— start Entries —
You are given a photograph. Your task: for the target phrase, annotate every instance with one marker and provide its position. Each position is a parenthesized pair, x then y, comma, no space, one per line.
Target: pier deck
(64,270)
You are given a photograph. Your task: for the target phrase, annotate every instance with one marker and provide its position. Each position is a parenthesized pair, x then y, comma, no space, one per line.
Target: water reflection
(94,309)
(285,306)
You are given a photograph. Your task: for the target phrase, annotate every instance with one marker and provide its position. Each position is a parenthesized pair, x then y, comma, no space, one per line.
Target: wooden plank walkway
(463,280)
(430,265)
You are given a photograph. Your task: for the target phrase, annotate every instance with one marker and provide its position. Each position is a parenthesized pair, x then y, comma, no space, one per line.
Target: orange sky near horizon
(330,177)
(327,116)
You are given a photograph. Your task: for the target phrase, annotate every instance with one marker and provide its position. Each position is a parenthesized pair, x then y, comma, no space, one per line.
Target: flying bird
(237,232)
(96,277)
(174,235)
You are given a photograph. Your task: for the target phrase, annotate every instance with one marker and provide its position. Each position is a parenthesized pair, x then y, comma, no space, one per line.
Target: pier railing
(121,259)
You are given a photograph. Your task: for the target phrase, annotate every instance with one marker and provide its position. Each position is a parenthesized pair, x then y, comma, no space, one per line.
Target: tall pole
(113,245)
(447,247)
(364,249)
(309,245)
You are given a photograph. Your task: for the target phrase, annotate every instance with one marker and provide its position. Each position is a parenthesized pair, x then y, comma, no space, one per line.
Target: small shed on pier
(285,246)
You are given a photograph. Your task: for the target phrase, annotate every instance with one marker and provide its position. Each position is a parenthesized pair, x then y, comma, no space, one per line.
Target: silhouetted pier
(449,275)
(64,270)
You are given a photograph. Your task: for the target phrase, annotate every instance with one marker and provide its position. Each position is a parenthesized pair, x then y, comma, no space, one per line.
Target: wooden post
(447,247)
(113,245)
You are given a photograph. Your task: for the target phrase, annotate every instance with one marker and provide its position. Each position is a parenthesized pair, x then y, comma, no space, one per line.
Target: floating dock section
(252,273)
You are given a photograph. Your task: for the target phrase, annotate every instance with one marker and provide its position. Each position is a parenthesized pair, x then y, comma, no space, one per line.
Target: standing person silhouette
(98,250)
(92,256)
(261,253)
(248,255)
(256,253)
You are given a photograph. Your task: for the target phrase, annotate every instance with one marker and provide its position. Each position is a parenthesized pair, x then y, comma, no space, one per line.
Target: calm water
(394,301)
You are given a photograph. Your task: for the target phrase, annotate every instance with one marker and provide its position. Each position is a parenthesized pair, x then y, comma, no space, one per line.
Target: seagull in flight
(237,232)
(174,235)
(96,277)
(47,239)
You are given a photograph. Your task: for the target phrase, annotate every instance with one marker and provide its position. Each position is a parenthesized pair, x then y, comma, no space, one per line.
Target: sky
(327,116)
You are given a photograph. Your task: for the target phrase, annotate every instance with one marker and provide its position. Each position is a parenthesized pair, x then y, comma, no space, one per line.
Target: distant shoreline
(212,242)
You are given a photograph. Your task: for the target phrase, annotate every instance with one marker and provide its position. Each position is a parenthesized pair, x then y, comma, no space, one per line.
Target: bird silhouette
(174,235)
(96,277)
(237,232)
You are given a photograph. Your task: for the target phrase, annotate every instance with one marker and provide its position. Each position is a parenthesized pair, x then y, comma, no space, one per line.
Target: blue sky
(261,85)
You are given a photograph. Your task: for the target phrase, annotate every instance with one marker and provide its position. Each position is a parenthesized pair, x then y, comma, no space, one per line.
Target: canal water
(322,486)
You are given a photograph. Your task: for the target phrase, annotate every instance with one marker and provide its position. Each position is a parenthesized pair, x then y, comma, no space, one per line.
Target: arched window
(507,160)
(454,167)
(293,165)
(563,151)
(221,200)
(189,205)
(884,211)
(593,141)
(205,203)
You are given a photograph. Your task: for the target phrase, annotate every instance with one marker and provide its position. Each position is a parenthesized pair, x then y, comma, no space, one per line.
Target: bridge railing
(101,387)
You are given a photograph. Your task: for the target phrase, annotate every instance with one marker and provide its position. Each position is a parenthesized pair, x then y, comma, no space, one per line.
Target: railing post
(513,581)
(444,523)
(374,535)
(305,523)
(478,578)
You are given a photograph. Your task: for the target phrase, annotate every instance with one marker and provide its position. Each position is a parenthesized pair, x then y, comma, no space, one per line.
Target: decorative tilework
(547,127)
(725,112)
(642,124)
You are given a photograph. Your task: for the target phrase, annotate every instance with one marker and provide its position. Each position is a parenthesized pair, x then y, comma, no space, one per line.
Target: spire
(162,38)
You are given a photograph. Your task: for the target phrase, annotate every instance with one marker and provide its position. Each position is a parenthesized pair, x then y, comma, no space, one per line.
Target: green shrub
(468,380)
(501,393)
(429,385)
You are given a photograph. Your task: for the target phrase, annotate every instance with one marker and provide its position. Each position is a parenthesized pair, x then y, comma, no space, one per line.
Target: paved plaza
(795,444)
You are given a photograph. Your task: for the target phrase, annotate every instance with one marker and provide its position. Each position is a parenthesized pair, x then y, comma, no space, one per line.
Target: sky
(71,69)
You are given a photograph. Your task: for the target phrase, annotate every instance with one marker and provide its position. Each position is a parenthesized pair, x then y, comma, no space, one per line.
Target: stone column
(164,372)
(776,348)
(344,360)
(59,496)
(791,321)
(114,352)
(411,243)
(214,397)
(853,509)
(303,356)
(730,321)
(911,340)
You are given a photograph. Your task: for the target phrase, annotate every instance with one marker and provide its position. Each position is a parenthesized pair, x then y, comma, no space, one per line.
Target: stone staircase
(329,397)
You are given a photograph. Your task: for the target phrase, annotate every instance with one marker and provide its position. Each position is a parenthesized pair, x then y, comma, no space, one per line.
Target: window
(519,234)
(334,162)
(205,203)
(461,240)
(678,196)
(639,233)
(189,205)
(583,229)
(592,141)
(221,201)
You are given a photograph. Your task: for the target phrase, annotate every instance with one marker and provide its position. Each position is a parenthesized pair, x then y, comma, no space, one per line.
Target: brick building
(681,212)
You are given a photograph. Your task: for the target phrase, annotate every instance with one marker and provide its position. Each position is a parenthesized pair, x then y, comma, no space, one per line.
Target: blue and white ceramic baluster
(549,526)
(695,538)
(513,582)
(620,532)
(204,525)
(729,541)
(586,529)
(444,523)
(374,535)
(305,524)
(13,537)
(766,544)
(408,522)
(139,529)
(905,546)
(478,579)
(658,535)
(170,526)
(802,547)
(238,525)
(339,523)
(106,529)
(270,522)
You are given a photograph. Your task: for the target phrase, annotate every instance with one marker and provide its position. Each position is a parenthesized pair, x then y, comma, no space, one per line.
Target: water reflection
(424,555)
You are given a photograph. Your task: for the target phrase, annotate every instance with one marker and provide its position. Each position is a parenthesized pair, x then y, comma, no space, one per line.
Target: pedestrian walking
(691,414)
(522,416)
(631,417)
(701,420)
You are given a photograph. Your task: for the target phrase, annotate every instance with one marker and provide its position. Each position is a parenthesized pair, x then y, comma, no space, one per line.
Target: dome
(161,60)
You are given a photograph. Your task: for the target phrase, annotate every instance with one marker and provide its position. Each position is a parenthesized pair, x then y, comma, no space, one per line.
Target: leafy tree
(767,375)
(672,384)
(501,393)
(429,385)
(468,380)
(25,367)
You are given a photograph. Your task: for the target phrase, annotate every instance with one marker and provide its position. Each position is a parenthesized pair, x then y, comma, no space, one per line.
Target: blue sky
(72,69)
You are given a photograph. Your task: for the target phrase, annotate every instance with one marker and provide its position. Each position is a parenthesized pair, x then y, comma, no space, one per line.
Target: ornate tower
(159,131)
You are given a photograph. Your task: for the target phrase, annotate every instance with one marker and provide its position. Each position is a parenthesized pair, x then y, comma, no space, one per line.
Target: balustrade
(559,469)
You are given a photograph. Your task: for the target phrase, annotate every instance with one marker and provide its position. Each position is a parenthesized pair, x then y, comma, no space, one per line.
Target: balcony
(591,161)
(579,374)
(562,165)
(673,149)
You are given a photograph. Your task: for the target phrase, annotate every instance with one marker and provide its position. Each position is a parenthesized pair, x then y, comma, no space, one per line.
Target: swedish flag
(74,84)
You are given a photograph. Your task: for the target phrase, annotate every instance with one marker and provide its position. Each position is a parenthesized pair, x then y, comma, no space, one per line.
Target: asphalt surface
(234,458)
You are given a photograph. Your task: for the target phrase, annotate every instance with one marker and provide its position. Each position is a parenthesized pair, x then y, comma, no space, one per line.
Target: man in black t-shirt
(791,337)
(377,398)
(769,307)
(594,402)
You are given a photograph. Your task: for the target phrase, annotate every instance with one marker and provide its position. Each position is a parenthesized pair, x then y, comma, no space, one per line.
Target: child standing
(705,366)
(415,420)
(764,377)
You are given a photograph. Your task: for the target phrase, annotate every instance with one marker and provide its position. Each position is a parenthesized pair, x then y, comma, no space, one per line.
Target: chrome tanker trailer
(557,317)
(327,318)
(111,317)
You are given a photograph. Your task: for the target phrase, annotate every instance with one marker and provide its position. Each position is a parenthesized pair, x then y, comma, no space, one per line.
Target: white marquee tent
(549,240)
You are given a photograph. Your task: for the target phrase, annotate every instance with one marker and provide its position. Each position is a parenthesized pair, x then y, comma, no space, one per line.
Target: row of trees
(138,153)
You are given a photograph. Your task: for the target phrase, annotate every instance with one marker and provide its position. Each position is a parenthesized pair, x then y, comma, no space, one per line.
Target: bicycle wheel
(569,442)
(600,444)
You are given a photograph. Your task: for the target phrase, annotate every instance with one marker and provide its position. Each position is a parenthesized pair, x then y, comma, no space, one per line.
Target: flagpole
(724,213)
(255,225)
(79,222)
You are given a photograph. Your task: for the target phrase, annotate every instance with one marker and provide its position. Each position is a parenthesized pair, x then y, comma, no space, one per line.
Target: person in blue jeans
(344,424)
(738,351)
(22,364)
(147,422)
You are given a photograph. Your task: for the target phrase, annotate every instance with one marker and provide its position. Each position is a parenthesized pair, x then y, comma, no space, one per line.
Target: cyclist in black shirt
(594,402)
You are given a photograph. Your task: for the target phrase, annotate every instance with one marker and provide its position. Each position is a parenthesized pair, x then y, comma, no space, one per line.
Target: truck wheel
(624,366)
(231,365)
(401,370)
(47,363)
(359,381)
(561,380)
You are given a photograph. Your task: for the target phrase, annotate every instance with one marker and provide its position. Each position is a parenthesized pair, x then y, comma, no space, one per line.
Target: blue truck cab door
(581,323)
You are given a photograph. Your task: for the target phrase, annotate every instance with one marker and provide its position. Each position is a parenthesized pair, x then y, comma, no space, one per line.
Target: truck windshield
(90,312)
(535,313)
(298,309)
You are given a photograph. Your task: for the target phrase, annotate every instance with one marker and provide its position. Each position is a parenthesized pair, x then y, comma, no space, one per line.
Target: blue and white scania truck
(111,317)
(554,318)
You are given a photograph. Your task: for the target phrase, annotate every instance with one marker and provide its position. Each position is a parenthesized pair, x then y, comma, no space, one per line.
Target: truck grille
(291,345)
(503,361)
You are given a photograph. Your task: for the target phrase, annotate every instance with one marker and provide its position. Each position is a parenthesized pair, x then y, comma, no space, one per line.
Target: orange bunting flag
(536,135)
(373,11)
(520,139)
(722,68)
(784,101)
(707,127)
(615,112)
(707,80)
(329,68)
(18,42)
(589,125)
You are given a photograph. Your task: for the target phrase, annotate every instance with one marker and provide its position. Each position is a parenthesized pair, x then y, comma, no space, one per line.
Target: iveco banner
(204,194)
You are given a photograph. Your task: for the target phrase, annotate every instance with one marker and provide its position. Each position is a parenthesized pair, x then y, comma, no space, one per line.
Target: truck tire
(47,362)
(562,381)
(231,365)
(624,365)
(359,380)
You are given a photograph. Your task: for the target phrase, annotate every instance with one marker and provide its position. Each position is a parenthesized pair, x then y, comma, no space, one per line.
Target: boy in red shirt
— end Entries —
### Short problem
Please pick out every line of the records above that contains the word "shirt", treating uppercase and lowercase as different.

### Final answer
Target: man in black t-shirt
Target: cyclist in black shirt
Target: boy in red shirt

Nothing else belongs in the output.